Format everything from the line containing "Check that every instance of the cabinet door" down to the end of the listing below as a numbered list, leaving out any blank lines.

**Input rows:**
____________________

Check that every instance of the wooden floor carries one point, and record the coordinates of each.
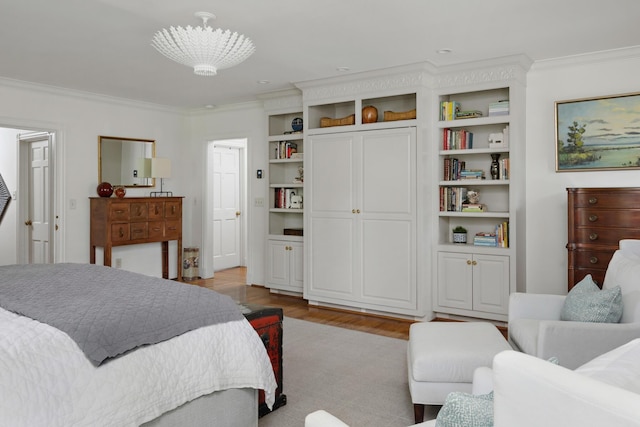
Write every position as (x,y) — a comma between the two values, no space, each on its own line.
(232,282)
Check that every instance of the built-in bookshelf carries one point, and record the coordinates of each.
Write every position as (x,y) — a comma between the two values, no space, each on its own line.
(478,135)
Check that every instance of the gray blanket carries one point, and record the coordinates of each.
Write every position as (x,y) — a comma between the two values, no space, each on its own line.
(109,311)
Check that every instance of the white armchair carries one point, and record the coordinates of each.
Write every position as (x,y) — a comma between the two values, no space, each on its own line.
(535,327)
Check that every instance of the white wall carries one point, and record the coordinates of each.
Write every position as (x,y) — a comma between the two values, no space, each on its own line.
(9,171)
(78,119)
(569,78)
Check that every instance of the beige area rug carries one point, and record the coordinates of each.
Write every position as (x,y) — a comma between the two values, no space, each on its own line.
(360,378)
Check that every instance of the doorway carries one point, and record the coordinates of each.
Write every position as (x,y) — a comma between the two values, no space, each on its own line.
(36,224)
(225,206)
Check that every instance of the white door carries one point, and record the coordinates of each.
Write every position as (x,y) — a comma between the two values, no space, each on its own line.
(37,198)
(226,207)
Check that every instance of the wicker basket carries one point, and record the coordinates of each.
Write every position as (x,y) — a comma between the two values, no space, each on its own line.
(326,122)
(390,116)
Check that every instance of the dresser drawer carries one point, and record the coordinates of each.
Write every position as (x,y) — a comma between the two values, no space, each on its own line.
(607,218)
(139,230)
(139,211)
(119,211)
(172,229)
(156,210)
(624,199)
(120,232)
(172,210)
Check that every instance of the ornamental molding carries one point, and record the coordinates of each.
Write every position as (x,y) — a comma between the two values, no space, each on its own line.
(365,86)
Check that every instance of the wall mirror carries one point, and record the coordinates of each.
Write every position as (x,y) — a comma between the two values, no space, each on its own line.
(125,161)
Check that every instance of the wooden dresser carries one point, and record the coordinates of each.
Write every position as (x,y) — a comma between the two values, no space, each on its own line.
(135,220)
(598,219)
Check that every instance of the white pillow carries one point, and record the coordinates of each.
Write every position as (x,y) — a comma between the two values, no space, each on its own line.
(624,271)
(619,367)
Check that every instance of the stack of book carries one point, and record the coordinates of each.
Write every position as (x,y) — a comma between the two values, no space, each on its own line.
(460,139)
(500,108)
(448,110)
(485,239)
(473,207)
(468,114)
(452,169)
(285,149)
(472,174)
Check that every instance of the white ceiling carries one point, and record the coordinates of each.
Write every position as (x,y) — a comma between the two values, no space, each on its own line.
(104,46)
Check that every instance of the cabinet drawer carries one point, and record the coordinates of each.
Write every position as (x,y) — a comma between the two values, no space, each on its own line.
(172,210)
(119,212)
(156,229)
(139,211)
(607,218)
(120,232)
(172,229)
(156,210)
(604,236)
(607,199)
(139,230)
(592,259)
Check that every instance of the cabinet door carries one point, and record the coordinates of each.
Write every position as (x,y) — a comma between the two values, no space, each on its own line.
(491,283)
(455,280)
(278,262)
(386,218)
(330,217)
(296,265)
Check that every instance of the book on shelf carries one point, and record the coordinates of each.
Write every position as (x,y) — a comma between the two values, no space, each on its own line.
(448,110)
(473,207)
(500,108)
(285,149)
(285,198)
(456,139)
(468,114)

____________________

**Expected answer:**
1. Check that every instance of the cabinet door carries one point, and record the coordinates of each.
2. Write every position as (x,y) — a comma between the two values, no space, each on its own line.
3. (491,283)
4. (455,280)
5. (278,262)
6. (386,218)
7. (330,217)
8. (296,265)
9. Check that every instance of the book on shelf carries one point, and record the coordinates of each.
10. Write every position as (x,y) — a comma between the two values, no space, each on its own line.
11. (448,110)
12. (473,207)
13. (500,108)
14. (285,149)
15. (285,198)
16. (456,139)
17. (468,114)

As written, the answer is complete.